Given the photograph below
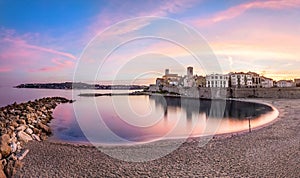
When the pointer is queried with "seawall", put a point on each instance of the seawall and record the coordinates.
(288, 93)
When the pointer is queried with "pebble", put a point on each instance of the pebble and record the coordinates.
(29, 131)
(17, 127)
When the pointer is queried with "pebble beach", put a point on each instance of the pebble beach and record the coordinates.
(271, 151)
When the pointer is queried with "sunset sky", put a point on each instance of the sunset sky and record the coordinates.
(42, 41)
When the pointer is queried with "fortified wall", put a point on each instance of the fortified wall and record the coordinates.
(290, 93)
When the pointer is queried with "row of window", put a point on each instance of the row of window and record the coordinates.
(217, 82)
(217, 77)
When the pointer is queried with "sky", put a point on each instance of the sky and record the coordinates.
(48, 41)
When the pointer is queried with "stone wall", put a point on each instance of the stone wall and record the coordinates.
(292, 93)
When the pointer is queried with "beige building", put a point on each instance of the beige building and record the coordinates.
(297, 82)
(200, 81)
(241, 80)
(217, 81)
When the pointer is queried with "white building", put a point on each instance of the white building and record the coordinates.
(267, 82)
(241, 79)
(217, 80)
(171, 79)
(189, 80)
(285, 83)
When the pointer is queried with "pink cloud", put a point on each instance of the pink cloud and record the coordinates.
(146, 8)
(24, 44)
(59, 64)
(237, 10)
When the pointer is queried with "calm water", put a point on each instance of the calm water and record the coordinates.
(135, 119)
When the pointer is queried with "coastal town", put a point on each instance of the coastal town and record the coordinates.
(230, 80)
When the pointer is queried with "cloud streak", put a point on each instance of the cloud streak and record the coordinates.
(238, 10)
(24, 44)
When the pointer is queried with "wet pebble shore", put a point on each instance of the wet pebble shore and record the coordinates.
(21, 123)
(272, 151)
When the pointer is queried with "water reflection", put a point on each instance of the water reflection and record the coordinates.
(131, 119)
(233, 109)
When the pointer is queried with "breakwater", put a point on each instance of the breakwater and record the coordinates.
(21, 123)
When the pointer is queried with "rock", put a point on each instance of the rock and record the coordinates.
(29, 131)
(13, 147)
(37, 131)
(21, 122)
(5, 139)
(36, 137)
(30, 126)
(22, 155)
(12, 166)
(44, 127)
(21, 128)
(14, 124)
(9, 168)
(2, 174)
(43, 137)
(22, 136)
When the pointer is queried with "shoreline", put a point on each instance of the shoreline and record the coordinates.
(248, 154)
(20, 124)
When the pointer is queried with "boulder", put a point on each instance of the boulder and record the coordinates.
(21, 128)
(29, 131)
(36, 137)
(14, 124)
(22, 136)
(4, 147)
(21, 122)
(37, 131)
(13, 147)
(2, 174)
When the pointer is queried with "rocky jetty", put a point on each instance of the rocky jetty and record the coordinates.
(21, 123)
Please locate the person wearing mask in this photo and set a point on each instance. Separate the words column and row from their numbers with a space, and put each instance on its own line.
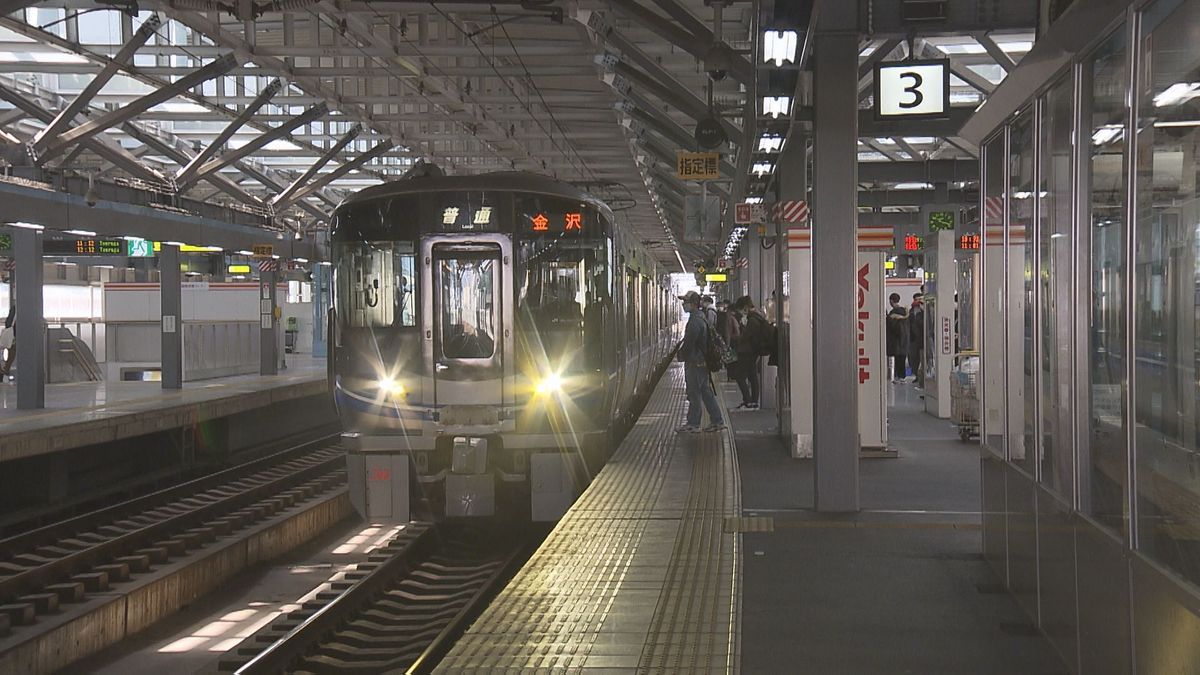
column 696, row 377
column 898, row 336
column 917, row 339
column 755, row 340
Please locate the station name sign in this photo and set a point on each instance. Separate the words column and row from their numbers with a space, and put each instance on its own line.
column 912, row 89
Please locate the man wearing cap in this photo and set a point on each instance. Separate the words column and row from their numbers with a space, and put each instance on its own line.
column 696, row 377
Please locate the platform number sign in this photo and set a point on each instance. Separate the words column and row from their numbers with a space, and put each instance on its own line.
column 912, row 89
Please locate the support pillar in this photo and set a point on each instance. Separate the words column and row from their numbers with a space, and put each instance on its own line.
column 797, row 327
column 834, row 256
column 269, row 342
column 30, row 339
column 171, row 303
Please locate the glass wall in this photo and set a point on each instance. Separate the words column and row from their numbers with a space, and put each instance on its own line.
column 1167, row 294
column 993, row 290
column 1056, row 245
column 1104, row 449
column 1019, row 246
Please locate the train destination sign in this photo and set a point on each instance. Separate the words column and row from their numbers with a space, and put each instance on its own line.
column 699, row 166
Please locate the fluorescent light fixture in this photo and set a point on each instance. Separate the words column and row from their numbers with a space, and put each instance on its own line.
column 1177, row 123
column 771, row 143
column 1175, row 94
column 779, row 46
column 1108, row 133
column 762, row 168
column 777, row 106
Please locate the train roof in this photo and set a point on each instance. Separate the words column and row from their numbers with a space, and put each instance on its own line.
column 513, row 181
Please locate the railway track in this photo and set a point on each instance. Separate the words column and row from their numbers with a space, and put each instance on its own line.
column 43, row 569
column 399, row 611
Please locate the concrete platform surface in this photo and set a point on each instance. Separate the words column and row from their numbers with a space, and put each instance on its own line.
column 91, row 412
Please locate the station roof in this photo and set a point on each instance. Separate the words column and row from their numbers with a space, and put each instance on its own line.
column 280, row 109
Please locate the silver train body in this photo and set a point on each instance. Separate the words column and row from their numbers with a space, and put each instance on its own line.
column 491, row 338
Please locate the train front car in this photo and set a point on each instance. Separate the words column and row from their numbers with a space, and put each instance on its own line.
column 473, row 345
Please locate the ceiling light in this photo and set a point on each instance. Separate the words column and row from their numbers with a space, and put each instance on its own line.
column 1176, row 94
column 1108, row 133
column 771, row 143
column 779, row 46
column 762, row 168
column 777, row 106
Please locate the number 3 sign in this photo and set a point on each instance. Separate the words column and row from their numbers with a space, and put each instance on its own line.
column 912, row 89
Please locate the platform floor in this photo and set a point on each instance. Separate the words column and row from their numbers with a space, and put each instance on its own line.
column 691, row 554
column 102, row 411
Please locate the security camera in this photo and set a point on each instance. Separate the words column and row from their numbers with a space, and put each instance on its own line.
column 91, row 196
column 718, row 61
____________________
- GOAL:
Restate the whole listing above exactly, please, omitting every image.

- SOLUTION TO THIS EXERCISE:
Given the photograph below
When the pointer is queried with "seawall", put a point on each instance of the seawall and record the coordinates.
(288, 93)
When the pointer is queried with "pebble", put a point on each instance of the pebble and record the coordinates.
(29, 131)
(17, 127)
When the pointer is queried with "pebble beach", put a point on each instance of the pebble beach and record the coordinates.
(271, 151)
When the pointer is queried with "sunset sky", put a point on each instance of the sunset sky and record the coordinates.
(42, 41)
When the pointer is queried with "fortified wall", put a point on each instance of the fortified wall and record the coordinates.
(290, 93)
When the pointer is queried with "row of window", put a point on each instance of the row of window and record the coordinates.
(217, 82)
(217, 77)
When the pointer is queried with "sky", put a point on each instance of the sky and record the coordinates.
(48, 41)
When the pointer is queried with "stone wall", put a point on each instance of the stone wall and record the coordinates.
(292, 93)
When the pointer is queried with "beige building", put a point on each instance of the beige building and record the coordinates.
(297, 82)
(200, 81)
(241, 80)
(217, 81)
When the pointer is queried with "white building", put a point on each instance of the white building and record the coordinates.
(267, 82)
(241, 79)
(217, 80)
(171, 79)
(189, 80)
(285, 83)
When the pointer is queried with "pink cloud", put a point on each instance of the pink cloud and record the coordinates.
(146, 8)
(24, 44)
(59, 64)
(237, 10)
When the pointer is queried with "calm water", put a point on each instance of the calm water and record the coordinates.
(135, 119)
When the pointer is queried with "coastal town", put a point on each instance of the coastal town and record the coordinates.
(230, 80)
When the pointer is queried with "cloud streak", put a point on each instance of the cloud streak and record the coordinates.
(238, 10)
(24, 44)
When the pointer is queried with "wet pebble shore", put a point on each instance of the wet pebble shore and record the coordinates.
(21, 123)
(272, 151)
When the pointer is queried with "water reflection", put a point on each instance of the water reflection and record the coordinates.
(131, 119)
(233, 109)
When the pointer is queried with "breakwater", put a point on each instance of the breakwater and record the coordinates.
(21, 123)
When the pointer is queried with "rock", put a point on each instance of the rock and record the coordinates.
(29, 131)
(13, 147)
(37, 131)
(21, 122)
(5, 139)
(36, 137)
(30, 126)
(22, 155)
(12, 166)
(44, 127)
(21, 128)
(14, 124)
(9, 168)
(2, 174)
(43, 137)
(22, 136)
When the pointer is queried with "shoreline", put a point on each instance of the shoreline and record the coordinates.
(248, 154)
(20, 124)
When the pointer is queried with "boulder", put a point on each instance of the boulder and record the coordinates.
(21, 128)
(29, 131)
(36, 137)
(14, 124)
(22, 136)
(4, 147)
(21, 122)
(37, 131)
(13, 147)
(2, 174)
When the pointer is queried with "rocky jetty", put a point on each instance of the rocky jetty and record the coordinates.
(21, 123)
Please locate the person wearing mask in this photo and set a point on each instance. Separate the words column and row from their numbers with a space, and put each instance on its own line.
column 696, row 377
column 898, row 336
column 917, row 339
column 755, row 340
Please locate the station name sign in this photo and set a point on each instance. Separate the words column and row from their numbers with a space, and put each instance on its own line.
column 912, row 89
Please locate the man wearing cap in this photo and set a point on each instance. Separate the words column and row from their numbers with a space, and put each instance on its own line.
column 696, row 377
Please locate the platform number sign in this photo and set a point on each instance. Separate the words column and row from their numbers with a space, and put each instance on its own line.
column 912, row 89
Please locate the support pillar in this photo and set a point on each instance. Separate the words column and row from their numbers with a space, and put each instance on its own line.
column 797, row 327
column 834, row 256
column 269, row 342
column 30, row 339
column 171, row 303
Please locate the glass wall in this photo and set a point on each instance. Separate the words column and row from their numbers with a space, and put each instance on its own line.
column 1167, row 294
column 993, row 290
column 1056, row 245
column 1104, row 449
column 1019, row 246
Please locate the train destination sign in this photo and set a point on each instance. Separate the words column and row from their numbers with a space, and put each instance on its own line.
column 699, row 166
Please locate the fluorescent light fixture in this photo and set a point on each instance. Separate the words column and row from their numbers with a space, and put each instance on its own line.
column 1177, row 123
column 771, row 143
column 1175, row 94
column 779, row 46
column 1108, row 133
column 762, row 168
column 777, row 106
Please locate the train roof in this photo and set a point on each instance. Separate the words column and row from their numbers with a space, and put each instance on its own line.
column 513, row 181
Please locate the railway track in this photo and set a point on each instance. Separate the words column and row from their numbers with a space, and put each instance on its own line.
column 43, row 569
column 399, row 611
Please locate the concrete platform surface in this photo and set a point on each instance. Separate the words column and row from their numbers with a space, and put each instance on its own line.
column 91, row 412
Please locate the station roof in this photo and set a point on each instance. Separate the words column and row from their numbers with a space, and put each instance on its own line.
column 280, row 109
Please locate the silver train body in this photo and set a point on each instance. Separate the words column and row from their numbers with a space, and put each instance on its own line.
column 491, row 338
Please locate the train front car in this photo and set a point on each instance. Separate the words column and row from their numbers with a space, and put each instance on its own line.
column 473, row 345
Please locate the ceiling light in this photo and set a point on each instance. Separate the words column and row from their numbers with a space, and put each instance on its own line.
column 1176, row 94
column 1108, row 133
column 771, row 143
column 779, row 46
column 762, row 168
column 777, row 106
Please locate the number 3 sign in this photo and set a point on each instance. Separate the words column and row from their numbers with a space, and put each instance on its own line.
column 912, row 89
Please locate the platform floor in this photo and set a point on each instance. Separate the words column and row from their numbers with a space, and put each instance on its own line.
column 691, row 554
column 102, row 411
Please locate the security camera in this photo and set a point on each instance. Separate the words column and row from their numbers with a space, and put each instance on its own line.
column 91, row 196
column 718, row 61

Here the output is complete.